HOW TO COMPLETE THIS TASK. In the records below, find each line containing the word "pink" and copy it.
....................
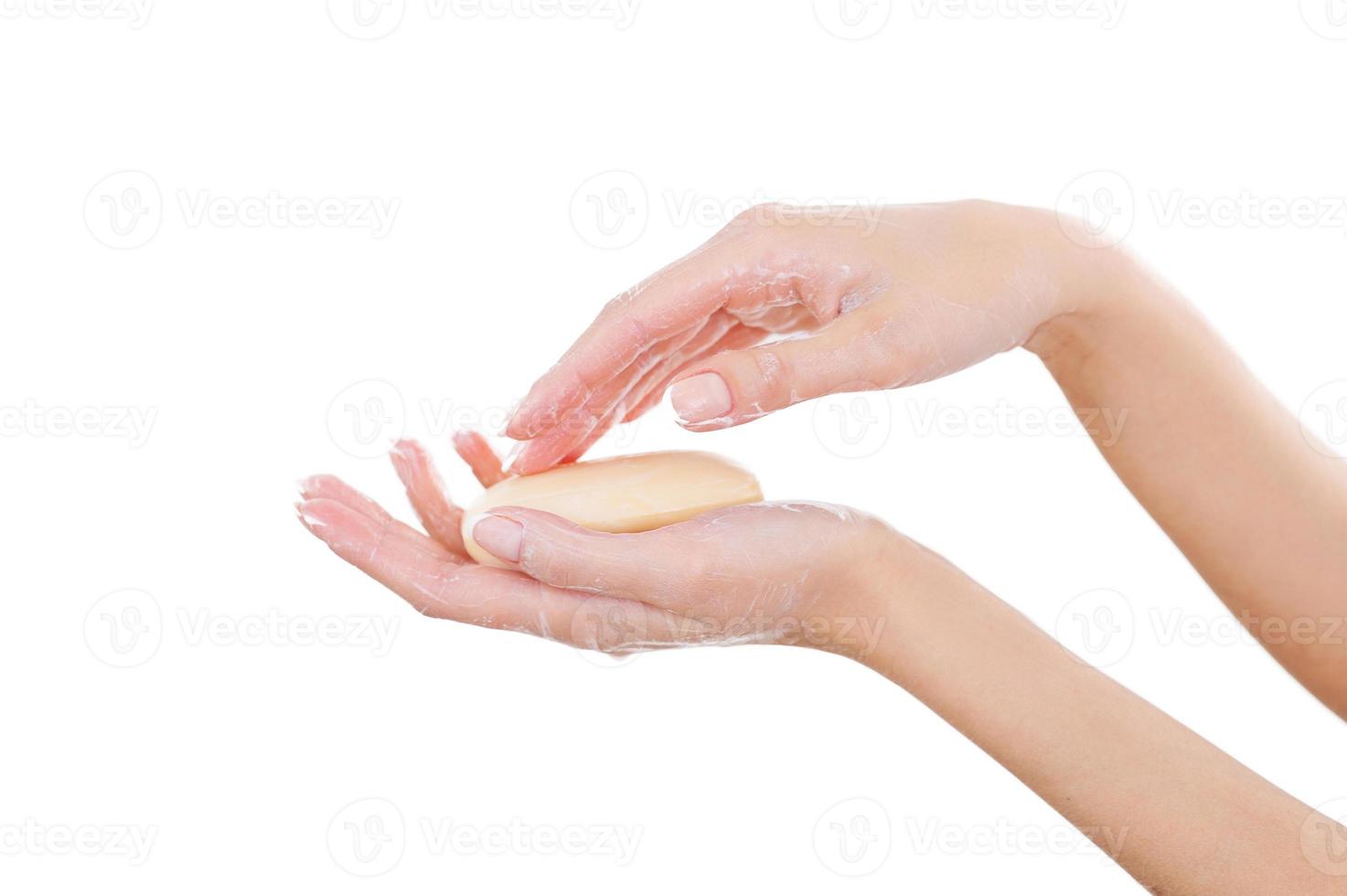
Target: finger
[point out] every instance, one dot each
(646, 566)
(429, 578)
(735, 387)
(594, 415)
(332, 488)
(737, 337)
(480, 457)
(426, 492)
(711, 336)
(679, 296)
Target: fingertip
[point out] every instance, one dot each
(500, 537)
(700, 399)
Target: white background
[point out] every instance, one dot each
(239, 753)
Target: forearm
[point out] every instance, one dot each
(1219, 464)
(1175, 811)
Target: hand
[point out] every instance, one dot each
(886, 298)
(803, 574)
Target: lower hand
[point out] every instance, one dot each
(765, 573)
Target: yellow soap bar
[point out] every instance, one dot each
(634, 494)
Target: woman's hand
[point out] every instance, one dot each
(1147, 790)
(885, 298)
(803, 574)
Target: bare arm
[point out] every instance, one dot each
(1221, 465)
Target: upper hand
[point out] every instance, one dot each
(886, 296)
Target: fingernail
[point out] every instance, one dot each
(700, 398)
(500, 537)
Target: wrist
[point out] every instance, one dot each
(1109, 299)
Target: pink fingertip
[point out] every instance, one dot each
(500, 537)
(700, 398)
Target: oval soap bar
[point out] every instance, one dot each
(634, 494)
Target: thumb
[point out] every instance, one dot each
(846, 356)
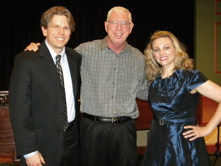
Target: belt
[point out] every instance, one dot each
(121, 119)
(163, 121)
(69, 126)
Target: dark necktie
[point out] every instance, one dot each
(60, 74)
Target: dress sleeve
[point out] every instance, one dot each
(195, 79)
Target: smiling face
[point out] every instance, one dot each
(58, 33)
(164, 52)
(117, 34)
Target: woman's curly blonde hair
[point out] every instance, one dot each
(182, 61)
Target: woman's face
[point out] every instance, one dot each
(164, 52)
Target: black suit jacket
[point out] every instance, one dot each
(36, 101)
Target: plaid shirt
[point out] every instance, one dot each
(110, 82)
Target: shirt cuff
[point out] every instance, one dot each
(30, 154)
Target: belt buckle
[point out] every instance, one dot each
(114, 120)
(161, 122)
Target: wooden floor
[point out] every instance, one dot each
(208, 109)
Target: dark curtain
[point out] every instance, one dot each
(20, 22)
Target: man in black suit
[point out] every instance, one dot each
(40, 107)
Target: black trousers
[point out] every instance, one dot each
(70, 155)
(107, 144)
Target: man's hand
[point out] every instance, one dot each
(35, 160)
(32, 47)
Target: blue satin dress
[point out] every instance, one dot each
(174, 107)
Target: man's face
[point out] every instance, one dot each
(58, 33)
(118, 33)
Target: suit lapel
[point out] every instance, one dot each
(48, 62)
(73, 70)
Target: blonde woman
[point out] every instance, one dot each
(173, 95)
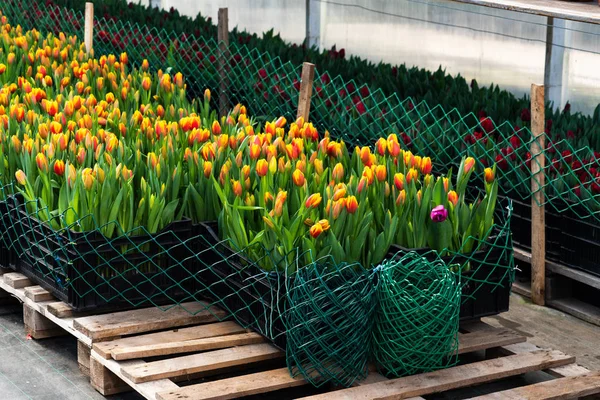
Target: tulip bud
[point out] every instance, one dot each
(21, 177)
(298, 178)
(351, 204)
(338, 172)
(316, 230)
(59, 167)
(489, 175)
(453, 197)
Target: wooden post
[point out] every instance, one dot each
(223, 36)
(308, 75)
(89, 27)
(538, 223)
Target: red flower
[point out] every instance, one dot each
(501, 162)
(486, 124)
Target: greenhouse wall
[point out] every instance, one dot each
(492, 46)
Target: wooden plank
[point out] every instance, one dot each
(582, 12)
(239, 386)
(307, 78)
(104, 349)
(105, 381)
(487, 339)
(205, 344)
(205, 362)
(525, 347)
(558, 389)
(38, 326)
(578, 308)
(38, 293)
(16, 280)
(83, 357)
(454, 378)
(148, 389)
(61, 310)
(538, 216)
(223, 39)
(146, 320)
(88, 34)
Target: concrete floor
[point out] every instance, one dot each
(47, 369)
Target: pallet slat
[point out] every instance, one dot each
(205, 344)
(205, 362)
(570, 387)
(455, 377)
(134, 343)
(238, 386)
(146, 320)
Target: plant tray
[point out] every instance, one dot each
(91, 272)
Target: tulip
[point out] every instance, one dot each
(313, 201)
(412, 175)
(21, 177)
(351, 204)
(338, 172)
(439, 214)
(381, 173)
(262, 167)
(298, 178)
(453, 197)
(59, 167)
(426, 165)
(469, 163)
(237, 188)
(489, 175)
(41, 162)
(316, 230)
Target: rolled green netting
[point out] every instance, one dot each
(416, 323)
(328, 322)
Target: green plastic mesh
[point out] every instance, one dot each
(328, 322)
(350, 109)
(416, 324)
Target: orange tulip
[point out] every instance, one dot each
(41, 162)
(351, 204)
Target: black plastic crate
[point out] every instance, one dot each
(580, 243)
(520, 223)
(91, 272)
(255, 298)
(478, 299)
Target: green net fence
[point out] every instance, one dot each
(416, 325)
(348, 109)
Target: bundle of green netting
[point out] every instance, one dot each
(416, 324)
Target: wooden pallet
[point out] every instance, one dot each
(159, 353)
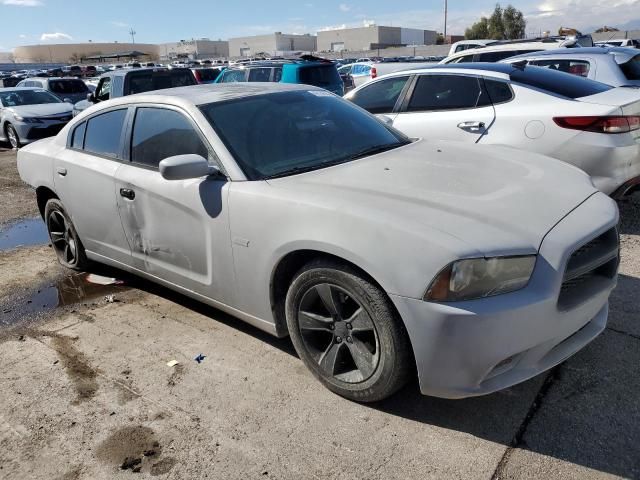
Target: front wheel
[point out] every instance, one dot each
(346, 331)
(12, 136)
(63, 235)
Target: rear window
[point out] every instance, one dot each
(208, 74)
(68, 86)
(148, 81)
(631, 69)
(320, 76)
(559, 83)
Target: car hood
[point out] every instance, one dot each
(496, 200)
(42, 110)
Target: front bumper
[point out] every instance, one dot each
(477, 347)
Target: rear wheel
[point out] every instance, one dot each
(63, 235)
(346, 331)
(12, 136)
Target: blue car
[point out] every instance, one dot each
(320, 73)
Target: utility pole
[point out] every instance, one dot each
(445, 22)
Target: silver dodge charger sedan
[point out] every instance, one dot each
(300, 213)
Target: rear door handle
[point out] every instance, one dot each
(127, 193)
(471, 126)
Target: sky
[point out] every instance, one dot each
(27, 22)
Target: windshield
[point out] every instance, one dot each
(631, 69)
(285, 133)
(18, 98)
(68, 86)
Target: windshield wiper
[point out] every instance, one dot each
(376, 149)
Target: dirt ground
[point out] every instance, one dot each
(86, 392)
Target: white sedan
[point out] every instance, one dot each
(582, 122)
(303, 215)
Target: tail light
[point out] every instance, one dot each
(613, 124)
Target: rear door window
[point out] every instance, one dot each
(444, 92)
(104, 132)
(558, 83)
(160, 133)
(574, 67)
(380, 96)
(631, 69)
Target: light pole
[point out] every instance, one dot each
(445, 22)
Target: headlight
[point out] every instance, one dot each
(480, 277)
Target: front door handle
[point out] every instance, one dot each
(471, 126)
(127, 193)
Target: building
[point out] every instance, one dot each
(75, 52)
(372, 37)
(277, 43)
(194, 49)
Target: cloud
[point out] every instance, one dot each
(23, 3)
(48, 37)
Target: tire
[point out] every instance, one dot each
(347, 332)
(12, 136)
(64, 238)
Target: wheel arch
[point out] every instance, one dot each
(43, 195)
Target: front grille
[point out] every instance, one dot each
(590, 269)
(37, 133)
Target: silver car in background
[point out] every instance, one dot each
(302, 214)
(615, 66)
(29, 114)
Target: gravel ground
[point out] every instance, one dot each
(87, 393)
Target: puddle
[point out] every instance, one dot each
(24, 233)
(69, 290)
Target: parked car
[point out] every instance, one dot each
(488, 267)
(71, 90)
(207, 75)
(365, 72)
(496, 51)
(321, 73)
(619, 42)
(122, 82)
(28, 114)
(614, 66)
(585, 123)
(468, 44)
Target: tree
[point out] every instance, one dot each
(507, 24)
(478, 31)
(514, 23)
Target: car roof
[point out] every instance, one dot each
(217, 92)
(574, 52)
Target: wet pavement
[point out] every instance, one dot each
(73, 289)
(24, 233)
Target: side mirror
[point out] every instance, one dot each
(387, 120)
(183, 167)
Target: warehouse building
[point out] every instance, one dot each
(277, 43)
(194, 49)
(76, 52)
(372, 37)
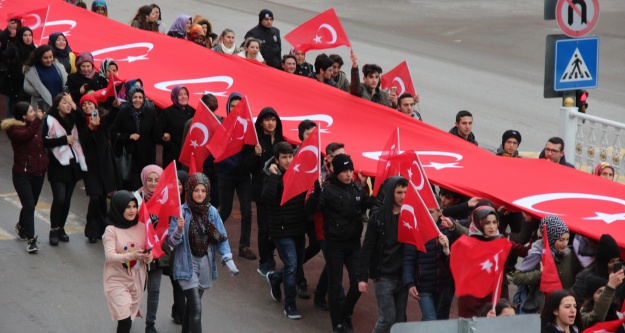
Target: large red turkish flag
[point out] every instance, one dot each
(400, 78)
(304, 168)
(202, 129)
(476, 265)
(237, 130)
(323, 31)
(416, 225)
(549, 279)
(410, 168)
(590, 205)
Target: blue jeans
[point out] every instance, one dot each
(291, 251)
(430, 304)
(392, 299)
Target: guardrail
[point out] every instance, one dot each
(596, 140)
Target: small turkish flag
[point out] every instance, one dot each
(103, 94)
(202, 129)
(323, 31)
(304, 168)
(606, 326)
(35, 19)
(237, 130)
(416, 225)
(477, 264)
(152, 240)
(385, 168)
(410, 167)
(399, 77)
(165, 201)
(549, 280)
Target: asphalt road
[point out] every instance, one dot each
(484, 56)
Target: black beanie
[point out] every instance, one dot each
(342, 162)
(607, 249)
(264, 13)
(511, 134)
(20, 109)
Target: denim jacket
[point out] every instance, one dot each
(183, 265)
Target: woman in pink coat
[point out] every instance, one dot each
(125, 266)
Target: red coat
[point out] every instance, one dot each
(29, 156)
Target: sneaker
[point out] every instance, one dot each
(263, 269)
(32, 246)
(20, 232)
(302, 290)
(291, 312)
(246, 252)
(274, 288)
....................
ANSWER TO THIS PROBLEM.
Target: pink fingertip
Target: woman in pink coat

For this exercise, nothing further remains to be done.